Challenge
Shift every polygon coordinate in the answers to all the entries below by adding 131, and write out each line again, requests included, leaving the request text unchanged.
----------
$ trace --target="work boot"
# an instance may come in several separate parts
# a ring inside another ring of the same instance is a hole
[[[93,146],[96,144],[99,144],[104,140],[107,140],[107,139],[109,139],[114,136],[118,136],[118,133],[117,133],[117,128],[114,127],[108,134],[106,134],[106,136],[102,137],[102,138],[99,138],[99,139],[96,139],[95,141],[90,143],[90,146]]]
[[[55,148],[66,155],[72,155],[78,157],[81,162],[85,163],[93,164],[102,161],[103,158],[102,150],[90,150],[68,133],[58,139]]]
----------
Task answer
$ trace --target="work boot"
# an instance may come in several separate parts
# a ring inside another ring of the same instance is a hole
[[[224,277],[227,275],[230,275],[235,271],[238,271],[238,270],[240,270],[245,267],[249,267],[249,264],[248,264],[248,259],[245,258],[239,265],[237,265],[237,267],[233,268],[233,269],[230,269],[230,270],[227,270],[226,272],[221,274],[221,277]]]
[[[186,279],[197,286],[203,286],[209,288],[212,293],[216,294],[224,295],[233,292],[234,289],[233,281],[221,281],[199,264],[189,270]]]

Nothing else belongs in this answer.